Description of the task: With the string "grass" as the filter, copy each matching line from the records.

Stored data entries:
○ ○ ○ ○

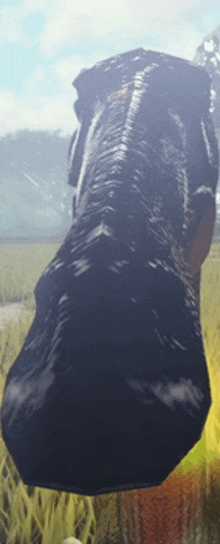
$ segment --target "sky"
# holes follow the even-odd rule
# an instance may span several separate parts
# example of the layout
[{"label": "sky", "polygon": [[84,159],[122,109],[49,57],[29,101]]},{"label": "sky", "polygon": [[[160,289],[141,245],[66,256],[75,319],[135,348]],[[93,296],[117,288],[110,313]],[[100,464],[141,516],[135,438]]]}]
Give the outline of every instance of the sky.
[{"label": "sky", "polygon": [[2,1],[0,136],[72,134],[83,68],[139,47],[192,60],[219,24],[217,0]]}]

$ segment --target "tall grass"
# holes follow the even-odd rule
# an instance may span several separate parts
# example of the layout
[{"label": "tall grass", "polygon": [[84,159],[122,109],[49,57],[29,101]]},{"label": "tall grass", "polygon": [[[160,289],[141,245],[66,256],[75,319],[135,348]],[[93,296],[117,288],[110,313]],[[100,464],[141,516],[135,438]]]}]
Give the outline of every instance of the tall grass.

○ ○ ○ ○

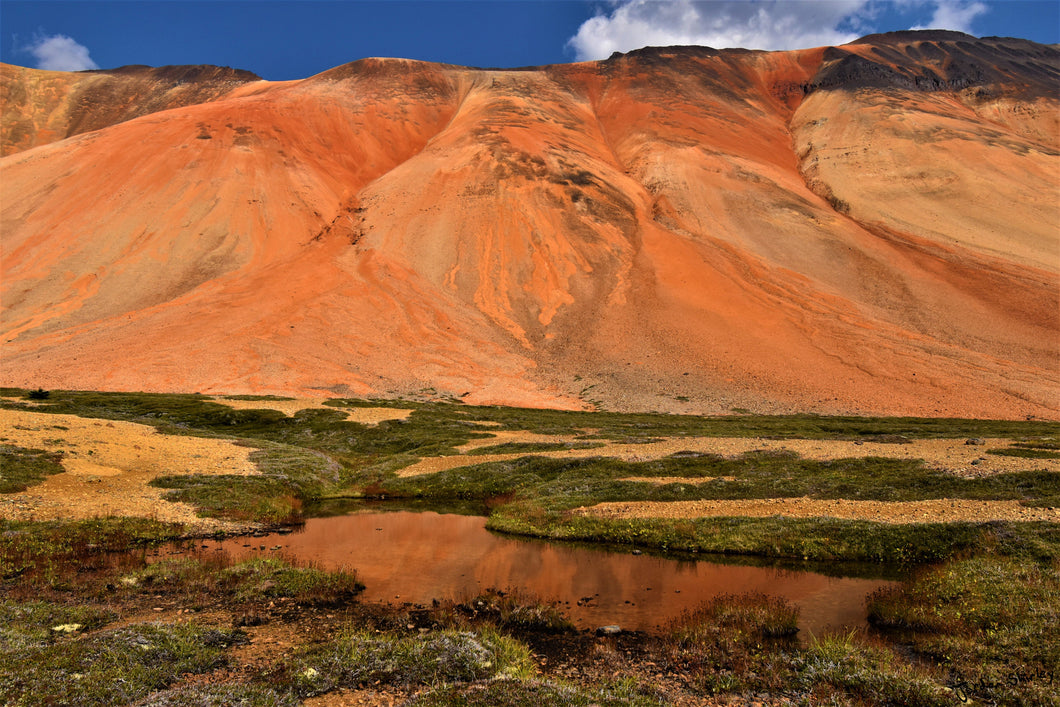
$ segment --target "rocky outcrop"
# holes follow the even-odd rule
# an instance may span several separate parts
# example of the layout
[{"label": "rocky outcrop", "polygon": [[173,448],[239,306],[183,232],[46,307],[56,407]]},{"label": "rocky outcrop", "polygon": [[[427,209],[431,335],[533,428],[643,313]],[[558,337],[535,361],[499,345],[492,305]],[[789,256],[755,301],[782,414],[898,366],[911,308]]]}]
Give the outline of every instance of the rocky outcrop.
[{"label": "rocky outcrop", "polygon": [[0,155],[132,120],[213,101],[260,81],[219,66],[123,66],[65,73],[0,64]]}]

○ ○ ○ ○

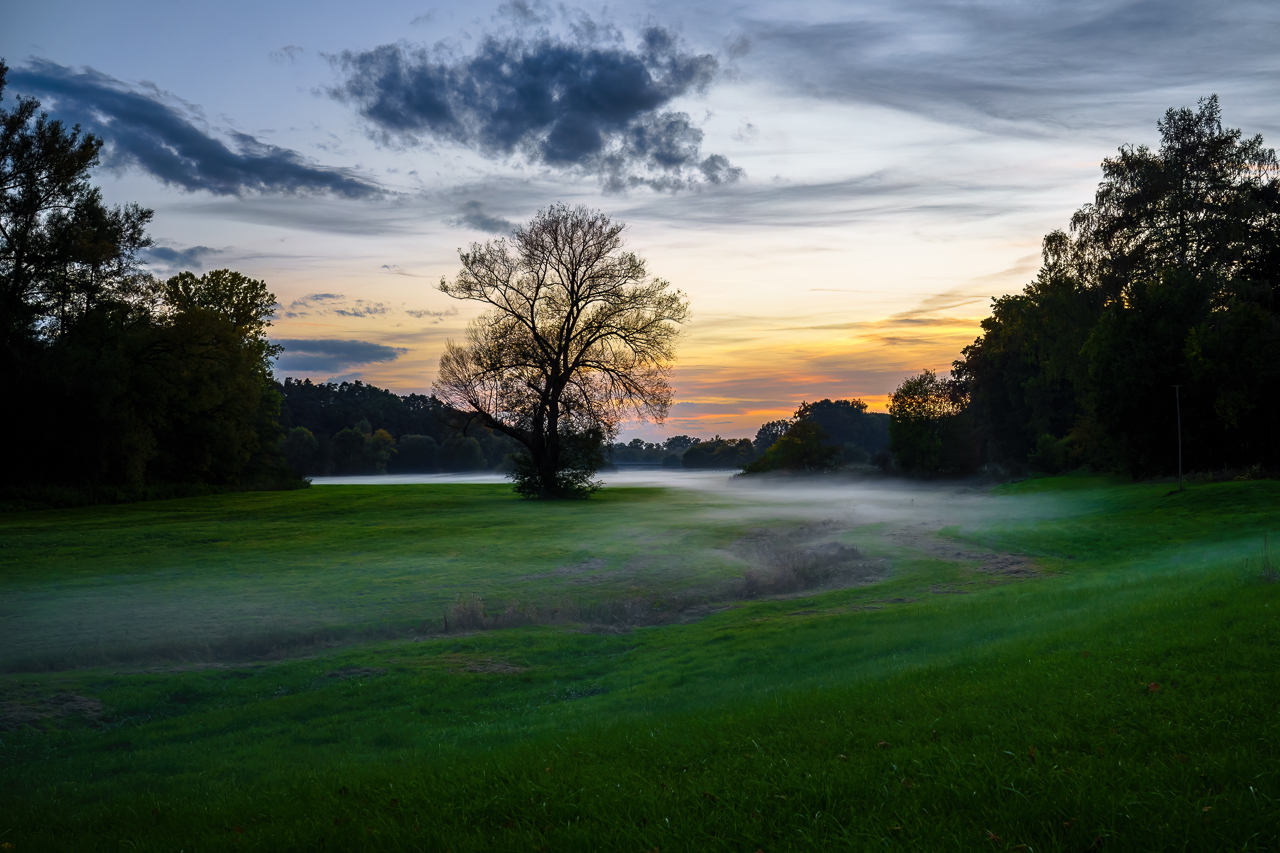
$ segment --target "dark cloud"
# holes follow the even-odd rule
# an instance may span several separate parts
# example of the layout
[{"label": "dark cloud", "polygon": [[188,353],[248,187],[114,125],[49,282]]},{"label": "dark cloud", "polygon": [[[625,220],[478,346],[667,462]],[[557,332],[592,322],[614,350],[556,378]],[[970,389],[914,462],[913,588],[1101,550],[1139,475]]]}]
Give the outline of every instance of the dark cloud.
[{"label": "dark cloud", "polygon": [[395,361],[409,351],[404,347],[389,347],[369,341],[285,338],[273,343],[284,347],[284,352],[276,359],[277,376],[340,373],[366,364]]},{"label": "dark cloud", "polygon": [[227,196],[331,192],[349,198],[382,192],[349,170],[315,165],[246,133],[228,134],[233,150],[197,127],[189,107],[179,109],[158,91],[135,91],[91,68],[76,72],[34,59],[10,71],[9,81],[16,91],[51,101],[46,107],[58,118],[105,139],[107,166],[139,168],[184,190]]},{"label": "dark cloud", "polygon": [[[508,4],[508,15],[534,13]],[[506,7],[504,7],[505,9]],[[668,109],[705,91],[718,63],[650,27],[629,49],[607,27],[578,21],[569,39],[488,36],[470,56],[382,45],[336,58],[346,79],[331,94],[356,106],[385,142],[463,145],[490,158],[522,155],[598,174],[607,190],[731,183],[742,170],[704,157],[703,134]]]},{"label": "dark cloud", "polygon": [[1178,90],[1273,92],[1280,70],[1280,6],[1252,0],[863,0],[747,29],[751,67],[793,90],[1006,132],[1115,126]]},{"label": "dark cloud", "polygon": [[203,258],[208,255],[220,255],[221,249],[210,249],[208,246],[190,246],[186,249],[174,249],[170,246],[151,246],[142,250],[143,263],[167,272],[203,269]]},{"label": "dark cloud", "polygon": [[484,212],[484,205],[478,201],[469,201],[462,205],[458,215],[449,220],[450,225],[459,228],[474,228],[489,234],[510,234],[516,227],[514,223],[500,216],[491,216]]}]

○ ○ ○ ○

Answer to this problem:
$ segment --target "tall grass"
[{"label": "tall grass", "polygon": [[84,159],[122,109],[49,57],[29,101]]},{"label": "tall grass", "polygon": [[[160,289],[141,245],[66,256],[75,319],[135,348]],[[93,296],[117,288],[110,313]],[[100,464],[141,516],[135,438]]]}]
Give the outline of every instance of the tall grass.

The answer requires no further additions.